What you need to do
Type out the part of the silicon modulator text below from "Figure 1(a) shows" to "in Figs. 1(d)–1(f).", word for word.

This paper is organized as follows. In Section 2, the device structure and the operation principle are explained. In Section 3, we first test the performances of the standalone DP-MZM and BLC units and then characterize the qualities of the FC-OSSB and SC-OSSB signals. Finally, we conclude the paper in Section 4.

2. DEVICE STRUCTURE AND OPERATION PRINCIPLE

Figure 1(a) shows a microphotograph of the silicon OSSB modulator. The device is fabricated on a high-resistivity SOI wafer with a 2-μm-thick buried oxide (BOX) layer and a 220-nm-thick top silicon layer. The sizes of the BLC and DP-MZM are $0.8 mm \times 2.2 mm$ and $1.6 mm \times 2.6 mm$ , respectively, which result in an overall chip size of $1.6 mm \times 4.8 mm$ . The cross-sectional schematic view and the floorplan of the device are shown in Figs. 1(b) and 1(c), respectively. The three-dimensional structures of transmission line (TL) electrodes at various locations on the device are depicted in Figs. 1(d)–1(f).

Figure 1.(a) Microphotograph of the silicon OSSB modulation chip consisting of an RF BLC and a DP-MZM with adjustable optical power splitting ratio. (b) Cross section schematic diagram of the device, which includes the CPW with floating strips, carrier-depletion-based phase shifter, TiN heater, and grating coupler (GC). (c) Floorplan of the silicon OSSB modulation chip. (d) Three-dimensional (3D) diagram of the CPW transmission line with floating strips to suppress the slot-line mode. (e) 3D diagram of the reciprocal transition structure between CPW and CPS electrodes. (f) 3D diagram of the single-drive series push–pull MZM integrated with an inductive line. (g) Cross-sectional schematic diagram of the phase shifter.

The BLC is composed of four quarter-wavelength TLs with two different impedances of $50 Ω$ and $35.4 Ω$ [33]. It equally divides the input RF power to an in-phase port (I-port) and a quadrature port (Q-port) with a phase difference of 90°. Compared with the microstrip lines, CPWs are insensitive to substrate thickness and present low dispersion. Therefore, they are preferred by most reported on-chip BLCs [29 –31]. We also utilize the CPW structure to build the BLC in this work. The signal electrode width, the ground electrode width, and the gap between the signal and ground electrodes are 17.4 μm, 50 μm, and 6.3 μm for the two $50 Ω$ CPWs, respectively. The values of these parameters are 24.6 μm, 50 μm, and 2.7 μm for the two $35.4 Ω$ CPWs. As shown in Figs. 1(d) and 1(e), there are metallic floating strips with a pitch of 200 μm beneath the CPWs. They are used to equalize the potentials of two ground electrodes so that the detrimental slot-line mode excited at discontinuities of the signal lines is suppressed [34]. The RF outputs of $I$ and $Q$ ports are fed to two sub-MZMs through transition structures between the CPW and coplanar stripline (CPS), as shown in Fig. 1(e) [35,36]. According to the foundry’s design rule, in the areas where there are SiN waveguides or grating couplers (GCs) under the CPW, the etch stop nitride layers are selectively removed to avoid the coupling loss, as shown in the zoomed view of Figs. 1(a) and 1(b). The discontinuity of material stacking together with the raised dielectric surface roughness caused by the removal of etch stop nitride layers inevitably changes the RF propagation characteristic of the CPW and then worsens the performance of the BLC.

Raw data
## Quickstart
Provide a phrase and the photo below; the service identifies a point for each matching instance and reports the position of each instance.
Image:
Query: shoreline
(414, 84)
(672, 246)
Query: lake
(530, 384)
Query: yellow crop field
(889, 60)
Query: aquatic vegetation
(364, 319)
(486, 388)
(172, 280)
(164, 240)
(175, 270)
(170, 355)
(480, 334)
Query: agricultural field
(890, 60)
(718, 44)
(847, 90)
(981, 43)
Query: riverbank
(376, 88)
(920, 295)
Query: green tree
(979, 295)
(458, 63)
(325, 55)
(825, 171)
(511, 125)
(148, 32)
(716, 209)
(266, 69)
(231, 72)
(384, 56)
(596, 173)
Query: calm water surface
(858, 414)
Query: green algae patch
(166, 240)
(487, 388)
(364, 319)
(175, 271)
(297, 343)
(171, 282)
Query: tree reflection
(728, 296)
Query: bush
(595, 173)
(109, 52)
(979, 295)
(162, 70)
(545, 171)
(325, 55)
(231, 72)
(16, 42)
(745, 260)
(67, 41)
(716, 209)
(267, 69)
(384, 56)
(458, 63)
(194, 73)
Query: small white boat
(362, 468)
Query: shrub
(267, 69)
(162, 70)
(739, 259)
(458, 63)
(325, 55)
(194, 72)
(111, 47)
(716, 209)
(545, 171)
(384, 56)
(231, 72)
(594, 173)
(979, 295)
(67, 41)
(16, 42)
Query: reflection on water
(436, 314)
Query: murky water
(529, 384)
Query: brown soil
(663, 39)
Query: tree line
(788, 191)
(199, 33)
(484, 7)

Result for this exercise
Figure 1(a) shows a microphotograph of the silicon OSSB modulator. The device is fabricated on a high-resistivity SOI wafer with a 2-μm-thick buried oxide (BOX) layer and a 220-nm-thick top silicon layer. The sizes of the BLC and DP-MZM are $0.8 mm \times 2.2 mm$ and $1.6 mm \times 2.6 mm$ , respectively, which result in an overall chip size of $1.6 mm \times 4.8 mm$ . The cross-sectional schematic view and the floorplan of the device are shown in Figs. 1(b) and 1(c), respectively. The three-dimensional structures of transmission line (TL) electrodes at various locations on the device are depicted in Figs. 1(d)–1(f).